Identify each line in the listing below that contains the word "black", and copy those lines. Capitalization must match.

[Excerpts from point annotation data]
┏━━

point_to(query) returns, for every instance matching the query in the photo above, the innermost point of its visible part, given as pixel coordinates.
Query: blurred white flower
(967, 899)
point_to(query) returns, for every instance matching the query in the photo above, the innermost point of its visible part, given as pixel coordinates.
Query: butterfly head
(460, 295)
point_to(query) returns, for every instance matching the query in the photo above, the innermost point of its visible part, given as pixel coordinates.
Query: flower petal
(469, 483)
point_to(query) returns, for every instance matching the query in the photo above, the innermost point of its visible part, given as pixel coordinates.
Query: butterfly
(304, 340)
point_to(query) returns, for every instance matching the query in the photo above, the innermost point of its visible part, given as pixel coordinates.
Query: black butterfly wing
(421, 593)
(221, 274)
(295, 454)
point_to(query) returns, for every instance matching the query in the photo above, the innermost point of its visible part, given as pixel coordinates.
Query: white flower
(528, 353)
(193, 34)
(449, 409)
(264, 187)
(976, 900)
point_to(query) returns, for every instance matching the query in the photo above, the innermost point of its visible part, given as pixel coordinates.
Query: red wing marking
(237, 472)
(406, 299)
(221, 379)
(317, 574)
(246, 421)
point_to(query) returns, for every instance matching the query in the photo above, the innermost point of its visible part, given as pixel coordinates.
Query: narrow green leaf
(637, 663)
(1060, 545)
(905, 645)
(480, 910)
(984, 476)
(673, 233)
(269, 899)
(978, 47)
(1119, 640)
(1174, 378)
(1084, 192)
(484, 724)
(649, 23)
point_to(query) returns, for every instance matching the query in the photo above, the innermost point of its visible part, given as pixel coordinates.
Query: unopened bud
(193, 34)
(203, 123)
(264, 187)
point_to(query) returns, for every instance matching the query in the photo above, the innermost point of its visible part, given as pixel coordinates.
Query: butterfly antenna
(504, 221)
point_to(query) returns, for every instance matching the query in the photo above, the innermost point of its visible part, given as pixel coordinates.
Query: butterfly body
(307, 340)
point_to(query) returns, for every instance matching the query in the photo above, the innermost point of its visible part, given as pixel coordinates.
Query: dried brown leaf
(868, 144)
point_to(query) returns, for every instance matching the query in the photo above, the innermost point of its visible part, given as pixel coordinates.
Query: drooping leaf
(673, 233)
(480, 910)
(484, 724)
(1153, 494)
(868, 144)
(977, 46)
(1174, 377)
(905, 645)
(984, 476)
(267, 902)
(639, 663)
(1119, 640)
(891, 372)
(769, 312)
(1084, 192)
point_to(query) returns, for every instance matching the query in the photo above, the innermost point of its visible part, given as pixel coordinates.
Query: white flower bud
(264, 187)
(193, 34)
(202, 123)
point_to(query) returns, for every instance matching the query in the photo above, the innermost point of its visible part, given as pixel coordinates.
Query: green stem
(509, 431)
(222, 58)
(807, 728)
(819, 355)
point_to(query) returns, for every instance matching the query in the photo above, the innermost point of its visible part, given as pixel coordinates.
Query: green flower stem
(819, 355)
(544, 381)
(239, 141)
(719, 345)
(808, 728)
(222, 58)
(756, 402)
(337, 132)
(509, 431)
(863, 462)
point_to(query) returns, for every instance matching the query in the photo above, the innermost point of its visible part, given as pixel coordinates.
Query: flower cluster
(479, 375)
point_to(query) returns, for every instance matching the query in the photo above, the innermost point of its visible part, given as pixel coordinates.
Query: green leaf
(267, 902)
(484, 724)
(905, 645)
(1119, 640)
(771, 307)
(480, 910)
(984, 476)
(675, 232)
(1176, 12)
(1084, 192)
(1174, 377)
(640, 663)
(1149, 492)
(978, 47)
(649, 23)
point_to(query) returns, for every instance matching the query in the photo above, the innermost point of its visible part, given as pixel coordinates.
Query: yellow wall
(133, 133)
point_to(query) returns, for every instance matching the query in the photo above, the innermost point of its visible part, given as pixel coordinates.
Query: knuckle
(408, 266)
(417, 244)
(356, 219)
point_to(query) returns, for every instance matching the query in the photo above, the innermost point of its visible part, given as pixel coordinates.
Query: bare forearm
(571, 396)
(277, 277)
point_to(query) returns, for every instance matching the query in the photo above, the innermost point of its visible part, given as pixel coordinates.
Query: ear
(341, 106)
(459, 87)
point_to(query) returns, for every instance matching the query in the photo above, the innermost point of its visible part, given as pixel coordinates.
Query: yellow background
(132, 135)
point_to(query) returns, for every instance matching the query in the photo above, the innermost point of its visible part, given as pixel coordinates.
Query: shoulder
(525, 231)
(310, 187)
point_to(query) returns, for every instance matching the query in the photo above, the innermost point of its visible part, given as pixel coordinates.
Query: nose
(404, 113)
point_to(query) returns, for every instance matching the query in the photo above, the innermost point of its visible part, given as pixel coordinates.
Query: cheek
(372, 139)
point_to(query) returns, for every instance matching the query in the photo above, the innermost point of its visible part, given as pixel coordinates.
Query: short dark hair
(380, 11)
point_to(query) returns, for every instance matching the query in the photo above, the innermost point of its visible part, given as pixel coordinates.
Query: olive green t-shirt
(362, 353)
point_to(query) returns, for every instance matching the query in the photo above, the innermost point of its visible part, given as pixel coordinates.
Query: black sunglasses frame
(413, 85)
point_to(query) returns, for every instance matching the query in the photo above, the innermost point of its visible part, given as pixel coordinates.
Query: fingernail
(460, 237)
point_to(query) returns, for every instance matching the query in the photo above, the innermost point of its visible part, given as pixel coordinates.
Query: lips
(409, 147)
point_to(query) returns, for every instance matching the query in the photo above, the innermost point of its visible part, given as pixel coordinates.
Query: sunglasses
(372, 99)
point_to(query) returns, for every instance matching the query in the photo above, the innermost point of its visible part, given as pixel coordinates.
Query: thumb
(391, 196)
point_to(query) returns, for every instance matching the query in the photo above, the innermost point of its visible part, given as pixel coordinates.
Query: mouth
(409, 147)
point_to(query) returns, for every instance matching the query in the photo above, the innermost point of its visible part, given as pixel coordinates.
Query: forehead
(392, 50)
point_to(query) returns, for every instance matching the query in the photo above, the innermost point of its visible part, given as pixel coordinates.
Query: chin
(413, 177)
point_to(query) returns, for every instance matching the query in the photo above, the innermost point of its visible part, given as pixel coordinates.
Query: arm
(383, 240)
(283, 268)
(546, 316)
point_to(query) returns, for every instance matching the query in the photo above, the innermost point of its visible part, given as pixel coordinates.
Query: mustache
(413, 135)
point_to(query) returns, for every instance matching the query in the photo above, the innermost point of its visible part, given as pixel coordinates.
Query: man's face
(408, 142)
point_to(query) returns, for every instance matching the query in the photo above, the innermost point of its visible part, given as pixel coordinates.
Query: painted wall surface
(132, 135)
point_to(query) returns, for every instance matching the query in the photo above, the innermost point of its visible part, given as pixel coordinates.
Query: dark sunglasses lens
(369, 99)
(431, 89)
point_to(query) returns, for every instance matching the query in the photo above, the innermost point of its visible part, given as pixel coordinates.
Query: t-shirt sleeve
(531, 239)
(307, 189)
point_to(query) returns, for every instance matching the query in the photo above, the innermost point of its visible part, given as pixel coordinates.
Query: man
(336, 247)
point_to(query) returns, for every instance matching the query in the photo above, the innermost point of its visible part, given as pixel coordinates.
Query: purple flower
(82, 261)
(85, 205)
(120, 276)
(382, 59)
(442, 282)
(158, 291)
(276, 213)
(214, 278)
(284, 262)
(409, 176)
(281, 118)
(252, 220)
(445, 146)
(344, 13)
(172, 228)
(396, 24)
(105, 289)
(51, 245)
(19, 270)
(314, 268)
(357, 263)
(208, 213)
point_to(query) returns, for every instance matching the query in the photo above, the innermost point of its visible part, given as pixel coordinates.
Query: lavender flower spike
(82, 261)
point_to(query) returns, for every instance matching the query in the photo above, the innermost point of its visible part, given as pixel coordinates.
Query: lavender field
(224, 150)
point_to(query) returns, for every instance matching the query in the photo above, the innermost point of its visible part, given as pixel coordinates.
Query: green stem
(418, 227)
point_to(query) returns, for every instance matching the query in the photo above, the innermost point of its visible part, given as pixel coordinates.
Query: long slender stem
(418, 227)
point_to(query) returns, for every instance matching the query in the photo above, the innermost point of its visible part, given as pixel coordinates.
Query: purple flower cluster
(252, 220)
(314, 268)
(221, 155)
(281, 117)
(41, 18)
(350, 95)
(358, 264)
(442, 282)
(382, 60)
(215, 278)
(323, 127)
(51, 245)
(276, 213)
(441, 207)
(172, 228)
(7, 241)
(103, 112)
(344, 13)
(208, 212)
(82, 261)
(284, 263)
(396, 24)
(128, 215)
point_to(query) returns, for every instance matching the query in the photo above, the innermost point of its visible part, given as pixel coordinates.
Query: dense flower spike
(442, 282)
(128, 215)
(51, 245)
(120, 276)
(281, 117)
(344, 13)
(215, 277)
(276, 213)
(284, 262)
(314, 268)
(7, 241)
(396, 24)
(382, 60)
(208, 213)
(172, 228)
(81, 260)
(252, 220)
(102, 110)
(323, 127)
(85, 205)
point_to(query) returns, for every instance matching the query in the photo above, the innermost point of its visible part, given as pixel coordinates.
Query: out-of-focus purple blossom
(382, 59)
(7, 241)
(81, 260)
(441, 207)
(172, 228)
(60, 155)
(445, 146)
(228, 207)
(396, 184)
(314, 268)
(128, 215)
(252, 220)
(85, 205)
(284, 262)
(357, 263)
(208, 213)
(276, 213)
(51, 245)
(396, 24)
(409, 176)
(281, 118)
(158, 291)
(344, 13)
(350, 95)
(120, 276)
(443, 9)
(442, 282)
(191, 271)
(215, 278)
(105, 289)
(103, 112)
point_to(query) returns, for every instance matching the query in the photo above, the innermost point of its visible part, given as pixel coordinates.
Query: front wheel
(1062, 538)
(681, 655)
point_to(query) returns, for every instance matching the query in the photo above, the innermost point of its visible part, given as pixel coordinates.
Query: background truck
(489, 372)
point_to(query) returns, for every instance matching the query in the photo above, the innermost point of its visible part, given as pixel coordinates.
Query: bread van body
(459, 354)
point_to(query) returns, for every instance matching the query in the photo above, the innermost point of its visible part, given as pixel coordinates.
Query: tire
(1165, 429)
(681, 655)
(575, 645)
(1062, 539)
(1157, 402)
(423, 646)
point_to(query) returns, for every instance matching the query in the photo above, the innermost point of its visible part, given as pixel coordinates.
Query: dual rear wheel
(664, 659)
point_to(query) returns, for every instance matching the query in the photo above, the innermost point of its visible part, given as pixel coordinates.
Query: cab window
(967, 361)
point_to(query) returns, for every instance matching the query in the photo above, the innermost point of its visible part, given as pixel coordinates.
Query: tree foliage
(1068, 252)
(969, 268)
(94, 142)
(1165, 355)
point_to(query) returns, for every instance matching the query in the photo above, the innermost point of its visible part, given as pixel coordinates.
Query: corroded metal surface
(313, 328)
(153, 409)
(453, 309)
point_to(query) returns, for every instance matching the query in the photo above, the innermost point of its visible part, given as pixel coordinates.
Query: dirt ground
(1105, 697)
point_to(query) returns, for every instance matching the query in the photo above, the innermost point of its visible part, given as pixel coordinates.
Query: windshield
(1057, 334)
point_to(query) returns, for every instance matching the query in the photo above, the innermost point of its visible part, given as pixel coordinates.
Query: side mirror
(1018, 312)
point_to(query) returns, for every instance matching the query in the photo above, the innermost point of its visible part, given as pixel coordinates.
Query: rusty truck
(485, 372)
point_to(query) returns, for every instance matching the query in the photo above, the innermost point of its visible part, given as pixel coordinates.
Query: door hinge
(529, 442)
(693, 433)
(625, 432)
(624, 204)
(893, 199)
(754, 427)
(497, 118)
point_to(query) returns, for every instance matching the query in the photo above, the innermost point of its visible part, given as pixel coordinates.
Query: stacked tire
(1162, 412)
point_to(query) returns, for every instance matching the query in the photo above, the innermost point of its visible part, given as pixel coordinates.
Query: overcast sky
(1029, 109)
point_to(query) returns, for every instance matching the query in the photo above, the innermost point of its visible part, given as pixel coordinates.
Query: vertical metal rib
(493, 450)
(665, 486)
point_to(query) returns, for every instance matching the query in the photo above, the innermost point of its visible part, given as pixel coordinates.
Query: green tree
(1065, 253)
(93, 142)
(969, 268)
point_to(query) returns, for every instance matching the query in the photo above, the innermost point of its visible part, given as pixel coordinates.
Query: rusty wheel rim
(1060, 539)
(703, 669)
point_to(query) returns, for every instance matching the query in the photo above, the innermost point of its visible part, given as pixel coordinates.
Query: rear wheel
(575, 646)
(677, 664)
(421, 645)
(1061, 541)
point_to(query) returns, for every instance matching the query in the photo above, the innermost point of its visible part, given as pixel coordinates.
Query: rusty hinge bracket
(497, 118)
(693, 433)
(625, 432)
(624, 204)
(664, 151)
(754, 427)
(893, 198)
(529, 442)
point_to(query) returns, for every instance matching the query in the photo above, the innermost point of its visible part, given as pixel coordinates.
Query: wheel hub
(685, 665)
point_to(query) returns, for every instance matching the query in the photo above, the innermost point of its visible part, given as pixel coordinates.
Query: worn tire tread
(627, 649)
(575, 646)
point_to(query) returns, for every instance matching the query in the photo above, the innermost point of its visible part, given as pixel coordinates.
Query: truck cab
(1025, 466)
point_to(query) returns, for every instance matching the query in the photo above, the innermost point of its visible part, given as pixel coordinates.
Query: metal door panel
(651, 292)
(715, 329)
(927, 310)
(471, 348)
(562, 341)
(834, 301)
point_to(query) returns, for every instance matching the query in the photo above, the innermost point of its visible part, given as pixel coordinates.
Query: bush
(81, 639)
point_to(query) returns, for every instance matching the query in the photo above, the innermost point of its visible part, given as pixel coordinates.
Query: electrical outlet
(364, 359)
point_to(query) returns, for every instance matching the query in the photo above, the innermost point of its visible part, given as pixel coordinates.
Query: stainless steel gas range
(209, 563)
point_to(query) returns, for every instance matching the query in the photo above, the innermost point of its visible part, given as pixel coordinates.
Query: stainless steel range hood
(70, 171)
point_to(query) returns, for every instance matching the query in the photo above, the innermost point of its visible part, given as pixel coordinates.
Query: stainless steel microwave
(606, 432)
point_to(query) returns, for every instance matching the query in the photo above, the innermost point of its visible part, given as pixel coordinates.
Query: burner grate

┗━━

# Output of the task:
Query: black butterfly wing
Query: black sunglasses frame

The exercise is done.